__WHAT IS BEING ASKED__:
Render everything from the start of the rows down to the line containing "top-left (133, 281), bottom-right (149, 299)" as a Markdown table with the columns Number and Text, one line per table row, skipping blank lines and leaving out the pictures.

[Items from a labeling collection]
****

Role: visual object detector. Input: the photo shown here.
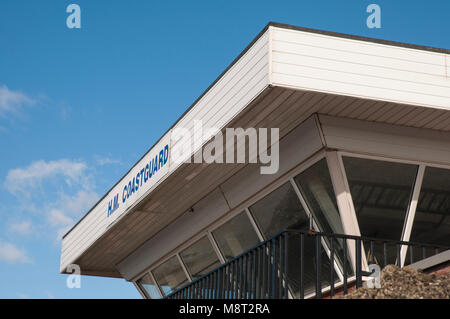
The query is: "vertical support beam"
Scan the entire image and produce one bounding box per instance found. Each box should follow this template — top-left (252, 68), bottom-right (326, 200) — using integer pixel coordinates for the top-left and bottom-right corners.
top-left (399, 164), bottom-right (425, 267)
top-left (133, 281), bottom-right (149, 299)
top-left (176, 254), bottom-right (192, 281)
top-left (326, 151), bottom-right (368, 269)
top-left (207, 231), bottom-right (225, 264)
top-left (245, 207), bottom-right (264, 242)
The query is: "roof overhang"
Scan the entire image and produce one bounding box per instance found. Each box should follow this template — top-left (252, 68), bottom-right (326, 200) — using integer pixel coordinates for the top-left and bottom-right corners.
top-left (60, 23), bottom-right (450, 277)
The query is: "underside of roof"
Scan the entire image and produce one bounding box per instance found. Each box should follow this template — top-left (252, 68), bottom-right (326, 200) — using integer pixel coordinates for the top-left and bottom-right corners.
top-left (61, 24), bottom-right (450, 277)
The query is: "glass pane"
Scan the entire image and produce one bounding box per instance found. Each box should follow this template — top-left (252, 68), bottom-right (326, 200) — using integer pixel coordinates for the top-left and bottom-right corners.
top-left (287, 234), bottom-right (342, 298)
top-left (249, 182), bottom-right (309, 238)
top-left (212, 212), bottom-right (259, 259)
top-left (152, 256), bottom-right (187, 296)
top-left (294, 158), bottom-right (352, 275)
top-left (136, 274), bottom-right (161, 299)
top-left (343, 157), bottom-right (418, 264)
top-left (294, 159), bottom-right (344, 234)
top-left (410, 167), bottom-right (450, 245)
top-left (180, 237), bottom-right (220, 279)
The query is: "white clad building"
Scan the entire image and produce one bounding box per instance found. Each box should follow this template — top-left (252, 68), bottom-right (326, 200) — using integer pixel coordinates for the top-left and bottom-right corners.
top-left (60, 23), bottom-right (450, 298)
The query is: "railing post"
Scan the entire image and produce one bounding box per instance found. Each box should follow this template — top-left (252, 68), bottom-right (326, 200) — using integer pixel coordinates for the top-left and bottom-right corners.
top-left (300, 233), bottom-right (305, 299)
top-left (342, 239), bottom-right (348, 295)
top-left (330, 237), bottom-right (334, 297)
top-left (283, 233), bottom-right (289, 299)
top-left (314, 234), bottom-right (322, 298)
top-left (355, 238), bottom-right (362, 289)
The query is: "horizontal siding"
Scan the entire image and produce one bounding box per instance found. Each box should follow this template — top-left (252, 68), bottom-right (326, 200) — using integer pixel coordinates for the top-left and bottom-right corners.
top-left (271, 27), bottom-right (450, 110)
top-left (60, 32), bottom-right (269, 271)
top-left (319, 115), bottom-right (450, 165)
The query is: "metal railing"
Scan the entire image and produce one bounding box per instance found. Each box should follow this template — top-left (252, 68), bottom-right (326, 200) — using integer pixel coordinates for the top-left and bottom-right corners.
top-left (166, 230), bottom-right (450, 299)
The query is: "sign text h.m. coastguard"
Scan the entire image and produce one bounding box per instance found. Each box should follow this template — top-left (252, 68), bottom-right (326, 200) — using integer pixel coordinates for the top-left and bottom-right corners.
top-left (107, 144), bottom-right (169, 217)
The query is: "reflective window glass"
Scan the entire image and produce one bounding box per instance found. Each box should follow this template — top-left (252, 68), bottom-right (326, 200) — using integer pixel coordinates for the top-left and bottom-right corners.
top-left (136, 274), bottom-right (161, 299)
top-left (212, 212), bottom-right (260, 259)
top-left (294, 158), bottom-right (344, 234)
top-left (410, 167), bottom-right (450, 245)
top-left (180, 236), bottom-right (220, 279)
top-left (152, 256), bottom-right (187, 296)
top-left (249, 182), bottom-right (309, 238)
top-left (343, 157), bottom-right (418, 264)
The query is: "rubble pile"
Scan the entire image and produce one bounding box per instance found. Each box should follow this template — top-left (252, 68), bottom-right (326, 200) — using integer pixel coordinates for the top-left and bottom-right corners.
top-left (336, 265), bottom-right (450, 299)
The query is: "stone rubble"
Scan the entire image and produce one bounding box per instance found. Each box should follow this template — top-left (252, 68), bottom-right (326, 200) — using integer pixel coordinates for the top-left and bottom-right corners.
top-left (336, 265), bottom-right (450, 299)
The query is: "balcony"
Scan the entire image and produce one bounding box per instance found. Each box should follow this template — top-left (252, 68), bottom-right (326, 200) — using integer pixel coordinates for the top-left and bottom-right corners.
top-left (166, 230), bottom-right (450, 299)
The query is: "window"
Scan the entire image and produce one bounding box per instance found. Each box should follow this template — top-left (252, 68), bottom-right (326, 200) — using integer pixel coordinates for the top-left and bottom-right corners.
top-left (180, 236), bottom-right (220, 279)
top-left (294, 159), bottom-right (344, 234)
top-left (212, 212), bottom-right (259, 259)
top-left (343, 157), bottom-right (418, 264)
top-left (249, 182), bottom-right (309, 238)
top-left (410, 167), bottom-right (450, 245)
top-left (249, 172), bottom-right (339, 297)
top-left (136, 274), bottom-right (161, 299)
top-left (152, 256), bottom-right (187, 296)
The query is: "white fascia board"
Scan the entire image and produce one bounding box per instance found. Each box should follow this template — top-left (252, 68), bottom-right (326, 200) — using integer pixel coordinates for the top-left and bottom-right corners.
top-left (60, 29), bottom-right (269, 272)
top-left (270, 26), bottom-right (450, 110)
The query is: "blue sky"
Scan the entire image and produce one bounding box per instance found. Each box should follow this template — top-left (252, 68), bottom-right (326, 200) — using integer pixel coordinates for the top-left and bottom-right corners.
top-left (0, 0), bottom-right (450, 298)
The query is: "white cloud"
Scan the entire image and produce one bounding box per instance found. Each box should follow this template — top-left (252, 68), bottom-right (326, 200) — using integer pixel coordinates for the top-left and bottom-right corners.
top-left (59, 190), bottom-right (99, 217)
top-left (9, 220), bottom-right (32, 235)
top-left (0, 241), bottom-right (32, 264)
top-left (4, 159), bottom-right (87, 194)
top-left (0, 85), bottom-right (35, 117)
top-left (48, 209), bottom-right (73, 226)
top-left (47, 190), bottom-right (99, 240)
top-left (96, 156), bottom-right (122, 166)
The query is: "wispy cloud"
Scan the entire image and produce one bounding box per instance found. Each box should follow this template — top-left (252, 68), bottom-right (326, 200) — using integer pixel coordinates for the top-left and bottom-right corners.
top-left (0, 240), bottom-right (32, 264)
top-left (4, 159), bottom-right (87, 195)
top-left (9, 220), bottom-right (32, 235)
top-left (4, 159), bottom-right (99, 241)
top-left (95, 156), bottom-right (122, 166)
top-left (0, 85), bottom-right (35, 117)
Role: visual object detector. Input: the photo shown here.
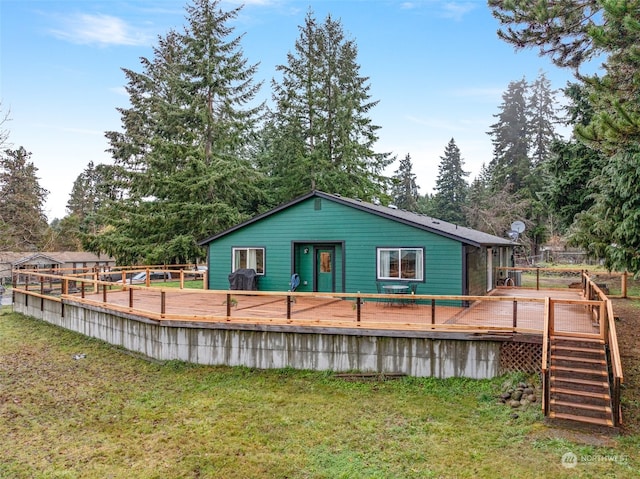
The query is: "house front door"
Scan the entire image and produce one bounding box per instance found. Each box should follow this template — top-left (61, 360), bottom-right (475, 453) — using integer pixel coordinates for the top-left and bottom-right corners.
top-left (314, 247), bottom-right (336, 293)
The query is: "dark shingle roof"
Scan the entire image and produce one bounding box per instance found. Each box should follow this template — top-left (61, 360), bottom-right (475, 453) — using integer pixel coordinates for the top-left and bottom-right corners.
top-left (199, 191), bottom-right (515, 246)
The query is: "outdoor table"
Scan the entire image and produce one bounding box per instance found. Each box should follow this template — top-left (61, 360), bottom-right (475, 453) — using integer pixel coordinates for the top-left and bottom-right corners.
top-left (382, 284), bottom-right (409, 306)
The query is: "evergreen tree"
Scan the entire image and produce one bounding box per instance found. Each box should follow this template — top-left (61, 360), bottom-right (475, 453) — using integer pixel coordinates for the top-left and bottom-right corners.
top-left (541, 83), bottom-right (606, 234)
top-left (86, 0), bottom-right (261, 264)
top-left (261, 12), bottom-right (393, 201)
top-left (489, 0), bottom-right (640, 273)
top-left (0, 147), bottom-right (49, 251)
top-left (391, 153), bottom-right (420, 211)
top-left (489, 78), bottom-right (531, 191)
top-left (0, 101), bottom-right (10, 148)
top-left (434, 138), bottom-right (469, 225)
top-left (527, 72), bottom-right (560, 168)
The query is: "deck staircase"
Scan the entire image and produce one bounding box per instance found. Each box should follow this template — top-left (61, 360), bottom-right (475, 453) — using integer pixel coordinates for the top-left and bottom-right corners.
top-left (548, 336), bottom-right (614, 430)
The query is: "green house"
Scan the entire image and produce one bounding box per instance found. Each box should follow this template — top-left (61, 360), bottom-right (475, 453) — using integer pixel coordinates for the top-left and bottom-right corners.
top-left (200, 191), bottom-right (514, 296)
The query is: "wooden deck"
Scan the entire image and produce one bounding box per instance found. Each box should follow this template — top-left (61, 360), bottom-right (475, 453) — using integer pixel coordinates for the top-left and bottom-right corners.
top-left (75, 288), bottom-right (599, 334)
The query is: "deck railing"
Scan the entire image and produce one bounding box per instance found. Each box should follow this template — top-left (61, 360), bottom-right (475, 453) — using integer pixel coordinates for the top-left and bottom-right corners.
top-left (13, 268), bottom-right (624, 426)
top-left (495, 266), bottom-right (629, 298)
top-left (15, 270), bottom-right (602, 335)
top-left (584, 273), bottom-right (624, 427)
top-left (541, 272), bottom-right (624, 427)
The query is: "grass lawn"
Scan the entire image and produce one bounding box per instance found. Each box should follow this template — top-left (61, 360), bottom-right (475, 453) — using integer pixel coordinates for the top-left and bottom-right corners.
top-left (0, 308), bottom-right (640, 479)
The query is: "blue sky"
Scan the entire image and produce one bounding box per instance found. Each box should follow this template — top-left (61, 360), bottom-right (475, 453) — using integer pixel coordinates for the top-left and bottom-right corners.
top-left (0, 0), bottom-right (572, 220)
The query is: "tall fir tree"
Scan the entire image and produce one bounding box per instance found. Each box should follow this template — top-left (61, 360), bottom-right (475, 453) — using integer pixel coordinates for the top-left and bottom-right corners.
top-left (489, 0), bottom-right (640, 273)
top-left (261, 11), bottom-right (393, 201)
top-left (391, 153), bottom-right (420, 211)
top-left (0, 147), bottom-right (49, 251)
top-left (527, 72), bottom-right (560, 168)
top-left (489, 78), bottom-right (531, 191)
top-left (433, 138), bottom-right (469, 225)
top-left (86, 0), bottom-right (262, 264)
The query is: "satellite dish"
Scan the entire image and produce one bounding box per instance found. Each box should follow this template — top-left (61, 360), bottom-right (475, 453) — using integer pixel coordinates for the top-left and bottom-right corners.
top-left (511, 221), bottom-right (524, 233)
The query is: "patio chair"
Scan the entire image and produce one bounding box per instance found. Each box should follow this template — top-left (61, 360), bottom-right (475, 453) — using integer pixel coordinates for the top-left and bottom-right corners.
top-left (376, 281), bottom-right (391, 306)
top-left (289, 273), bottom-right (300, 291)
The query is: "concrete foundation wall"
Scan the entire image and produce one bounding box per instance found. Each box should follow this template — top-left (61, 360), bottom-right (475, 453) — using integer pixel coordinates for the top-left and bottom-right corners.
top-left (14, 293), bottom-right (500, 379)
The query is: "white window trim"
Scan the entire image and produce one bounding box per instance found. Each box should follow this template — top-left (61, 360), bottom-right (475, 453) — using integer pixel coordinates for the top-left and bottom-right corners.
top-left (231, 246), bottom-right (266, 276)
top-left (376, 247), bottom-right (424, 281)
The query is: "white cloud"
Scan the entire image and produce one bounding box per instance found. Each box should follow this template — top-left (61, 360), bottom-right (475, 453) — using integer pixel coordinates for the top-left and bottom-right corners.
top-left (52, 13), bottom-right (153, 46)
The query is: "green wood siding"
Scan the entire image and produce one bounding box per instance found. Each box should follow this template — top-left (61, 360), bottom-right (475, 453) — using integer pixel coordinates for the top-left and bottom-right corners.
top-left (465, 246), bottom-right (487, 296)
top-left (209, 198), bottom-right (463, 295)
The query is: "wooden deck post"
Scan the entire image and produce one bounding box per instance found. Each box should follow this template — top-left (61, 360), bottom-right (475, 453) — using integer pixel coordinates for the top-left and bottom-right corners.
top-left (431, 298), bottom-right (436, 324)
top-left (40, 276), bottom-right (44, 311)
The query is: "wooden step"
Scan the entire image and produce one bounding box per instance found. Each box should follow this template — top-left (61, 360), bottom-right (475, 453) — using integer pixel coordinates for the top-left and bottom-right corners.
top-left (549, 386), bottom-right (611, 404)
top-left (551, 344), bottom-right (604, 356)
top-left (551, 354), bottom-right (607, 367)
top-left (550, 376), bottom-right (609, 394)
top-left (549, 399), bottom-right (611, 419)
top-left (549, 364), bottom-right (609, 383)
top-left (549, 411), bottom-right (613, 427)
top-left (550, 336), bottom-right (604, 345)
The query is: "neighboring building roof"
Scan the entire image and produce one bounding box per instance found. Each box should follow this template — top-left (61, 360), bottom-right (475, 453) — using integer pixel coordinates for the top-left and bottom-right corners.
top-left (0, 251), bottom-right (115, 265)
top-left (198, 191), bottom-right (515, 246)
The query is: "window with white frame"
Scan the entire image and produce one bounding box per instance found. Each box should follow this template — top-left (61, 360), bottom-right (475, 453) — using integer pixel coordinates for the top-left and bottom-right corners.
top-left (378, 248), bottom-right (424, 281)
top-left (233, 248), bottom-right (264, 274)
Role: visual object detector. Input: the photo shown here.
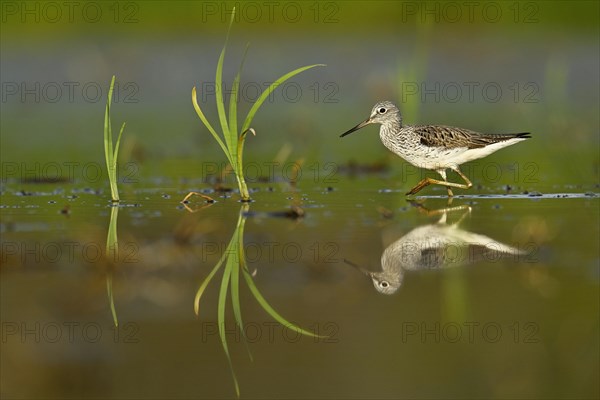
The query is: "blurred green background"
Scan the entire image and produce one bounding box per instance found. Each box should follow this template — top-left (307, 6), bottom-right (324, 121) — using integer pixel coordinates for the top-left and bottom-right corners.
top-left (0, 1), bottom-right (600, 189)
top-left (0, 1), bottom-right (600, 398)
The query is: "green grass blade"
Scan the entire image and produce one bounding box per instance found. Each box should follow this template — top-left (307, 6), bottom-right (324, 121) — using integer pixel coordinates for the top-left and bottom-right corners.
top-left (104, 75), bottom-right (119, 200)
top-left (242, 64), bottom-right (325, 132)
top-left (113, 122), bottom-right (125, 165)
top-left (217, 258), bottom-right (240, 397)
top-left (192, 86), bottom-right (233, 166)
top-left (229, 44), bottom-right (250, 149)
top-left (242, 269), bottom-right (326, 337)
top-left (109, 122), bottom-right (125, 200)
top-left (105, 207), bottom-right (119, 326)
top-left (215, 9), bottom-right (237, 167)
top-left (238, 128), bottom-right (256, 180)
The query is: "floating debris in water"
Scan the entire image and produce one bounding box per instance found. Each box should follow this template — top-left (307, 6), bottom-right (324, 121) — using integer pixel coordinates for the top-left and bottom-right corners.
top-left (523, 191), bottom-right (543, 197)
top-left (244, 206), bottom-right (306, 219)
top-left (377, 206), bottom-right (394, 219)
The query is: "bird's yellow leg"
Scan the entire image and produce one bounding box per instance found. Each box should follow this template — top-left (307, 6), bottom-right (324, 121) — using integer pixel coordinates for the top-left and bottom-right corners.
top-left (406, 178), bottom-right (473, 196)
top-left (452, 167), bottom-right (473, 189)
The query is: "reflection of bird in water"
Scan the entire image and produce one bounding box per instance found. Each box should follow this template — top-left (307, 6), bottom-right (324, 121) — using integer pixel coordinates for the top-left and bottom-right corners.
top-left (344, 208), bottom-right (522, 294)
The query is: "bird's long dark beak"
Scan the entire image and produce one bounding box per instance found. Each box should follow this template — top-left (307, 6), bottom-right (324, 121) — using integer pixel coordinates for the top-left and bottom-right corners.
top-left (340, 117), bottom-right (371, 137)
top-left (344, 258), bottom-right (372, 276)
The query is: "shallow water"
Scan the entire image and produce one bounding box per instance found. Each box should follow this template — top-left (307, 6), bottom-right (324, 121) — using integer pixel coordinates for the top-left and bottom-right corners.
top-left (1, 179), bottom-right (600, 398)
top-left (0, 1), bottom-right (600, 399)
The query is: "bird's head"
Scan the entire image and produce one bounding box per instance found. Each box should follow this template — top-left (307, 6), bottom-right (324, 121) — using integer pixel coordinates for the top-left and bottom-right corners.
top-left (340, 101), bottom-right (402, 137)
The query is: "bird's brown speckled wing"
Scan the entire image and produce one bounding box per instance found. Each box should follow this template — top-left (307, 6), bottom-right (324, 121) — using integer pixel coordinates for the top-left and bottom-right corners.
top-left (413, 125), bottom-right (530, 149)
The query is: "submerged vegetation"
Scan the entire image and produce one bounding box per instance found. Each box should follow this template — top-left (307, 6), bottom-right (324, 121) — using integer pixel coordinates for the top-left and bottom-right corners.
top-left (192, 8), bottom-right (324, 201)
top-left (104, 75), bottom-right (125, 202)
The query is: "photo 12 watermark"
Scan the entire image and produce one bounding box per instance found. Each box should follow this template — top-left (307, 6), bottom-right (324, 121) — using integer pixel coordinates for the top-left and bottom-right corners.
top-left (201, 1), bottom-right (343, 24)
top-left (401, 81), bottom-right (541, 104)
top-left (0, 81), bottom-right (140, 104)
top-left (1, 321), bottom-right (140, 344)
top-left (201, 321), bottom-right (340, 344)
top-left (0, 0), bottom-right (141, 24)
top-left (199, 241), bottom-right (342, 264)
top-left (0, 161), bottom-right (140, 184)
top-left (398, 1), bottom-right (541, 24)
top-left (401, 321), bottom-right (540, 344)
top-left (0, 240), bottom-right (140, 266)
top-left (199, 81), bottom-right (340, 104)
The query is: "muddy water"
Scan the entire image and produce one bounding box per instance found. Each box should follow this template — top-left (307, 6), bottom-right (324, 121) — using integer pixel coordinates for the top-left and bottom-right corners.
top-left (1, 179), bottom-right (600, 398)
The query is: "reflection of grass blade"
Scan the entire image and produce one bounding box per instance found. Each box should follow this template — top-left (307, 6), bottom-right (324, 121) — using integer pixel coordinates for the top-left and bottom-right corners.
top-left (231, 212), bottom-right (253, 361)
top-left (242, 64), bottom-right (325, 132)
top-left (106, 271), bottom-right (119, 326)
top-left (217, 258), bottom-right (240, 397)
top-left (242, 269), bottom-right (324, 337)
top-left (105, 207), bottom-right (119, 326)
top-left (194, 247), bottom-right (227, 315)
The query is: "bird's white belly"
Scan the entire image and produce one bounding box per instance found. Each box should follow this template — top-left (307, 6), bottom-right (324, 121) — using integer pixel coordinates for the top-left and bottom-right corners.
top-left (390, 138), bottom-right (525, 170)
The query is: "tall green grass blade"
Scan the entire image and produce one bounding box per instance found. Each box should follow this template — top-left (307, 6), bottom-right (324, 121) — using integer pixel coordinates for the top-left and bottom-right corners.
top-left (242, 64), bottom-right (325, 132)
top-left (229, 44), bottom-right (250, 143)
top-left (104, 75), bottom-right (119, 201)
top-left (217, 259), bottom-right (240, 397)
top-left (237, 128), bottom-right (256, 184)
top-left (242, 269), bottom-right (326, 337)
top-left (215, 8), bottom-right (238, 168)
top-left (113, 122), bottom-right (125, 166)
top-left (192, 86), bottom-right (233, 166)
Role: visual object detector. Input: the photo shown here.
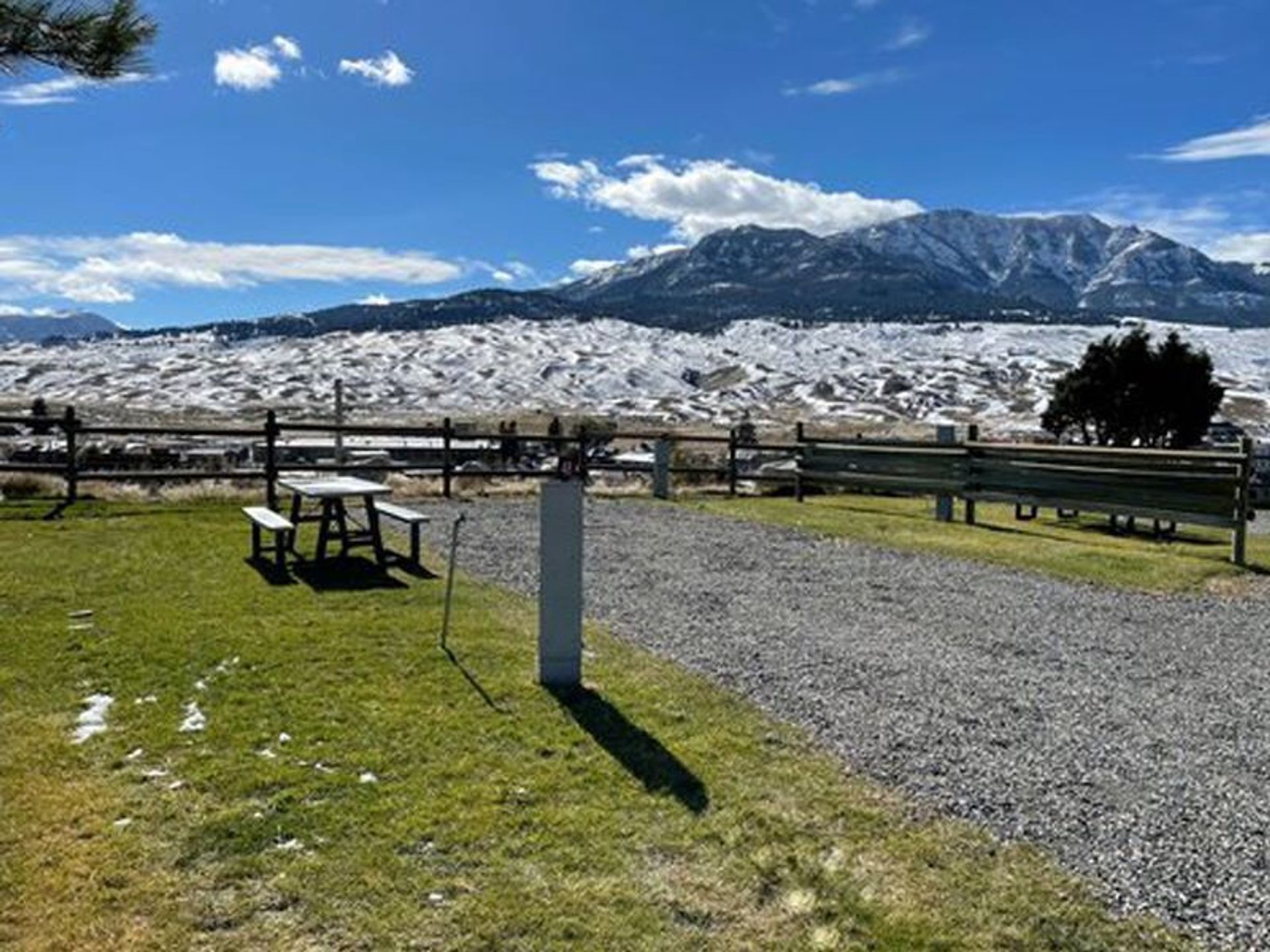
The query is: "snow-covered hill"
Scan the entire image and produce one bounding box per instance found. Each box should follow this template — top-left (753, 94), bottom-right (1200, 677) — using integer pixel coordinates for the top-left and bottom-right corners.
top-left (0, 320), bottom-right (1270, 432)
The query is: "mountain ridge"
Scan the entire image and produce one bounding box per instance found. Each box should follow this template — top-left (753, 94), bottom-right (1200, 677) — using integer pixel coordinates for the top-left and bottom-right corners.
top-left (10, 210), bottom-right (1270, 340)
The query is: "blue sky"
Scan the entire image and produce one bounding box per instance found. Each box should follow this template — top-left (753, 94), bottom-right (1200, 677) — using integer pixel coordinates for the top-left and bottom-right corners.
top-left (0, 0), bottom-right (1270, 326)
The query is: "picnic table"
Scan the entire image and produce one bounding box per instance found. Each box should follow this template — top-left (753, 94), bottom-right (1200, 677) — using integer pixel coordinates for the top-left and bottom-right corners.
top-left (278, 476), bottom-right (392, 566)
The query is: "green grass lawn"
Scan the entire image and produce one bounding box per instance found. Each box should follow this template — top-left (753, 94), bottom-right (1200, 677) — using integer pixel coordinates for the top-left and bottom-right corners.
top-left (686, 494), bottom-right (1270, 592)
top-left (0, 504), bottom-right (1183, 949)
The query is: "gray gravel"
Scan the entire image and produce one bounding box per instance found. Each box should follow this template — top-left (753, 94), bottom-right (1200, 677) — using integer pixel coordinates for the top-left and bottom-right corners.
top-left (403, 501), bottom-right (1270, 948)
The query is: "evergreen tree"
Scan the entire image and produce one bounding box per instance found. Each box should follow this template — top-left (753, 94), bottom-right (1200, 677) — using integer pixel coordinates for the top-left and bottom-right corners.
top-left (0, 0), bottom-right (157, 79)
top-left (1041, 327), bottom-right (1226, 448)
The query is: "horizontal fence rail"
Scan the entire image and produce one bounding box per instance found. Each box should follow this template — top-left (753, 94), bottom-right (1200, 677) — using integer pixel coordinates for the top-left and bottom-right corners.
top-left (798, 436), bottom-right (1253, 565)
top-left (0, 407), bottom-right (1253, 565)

****

__SOLVED EXERCISE__:
| Number | Text |
|---|---|
| 1 | Role: visual object detector. Input: the photo shown here. |
| 2 | The query is: "vertical support beam" |
| 3 | Scan the entire image and produce one bounding box per instance found. Each box should follow this template — top-left (252, 68), bottom-right (326, 200) — using integer pixel coordinates for the top-left and bottom-right corners. |
| 4 | top-left (399, 164), bottom-right (425, 267) |
| 5 | top-left (133, 281), bottom-right (149, 299) |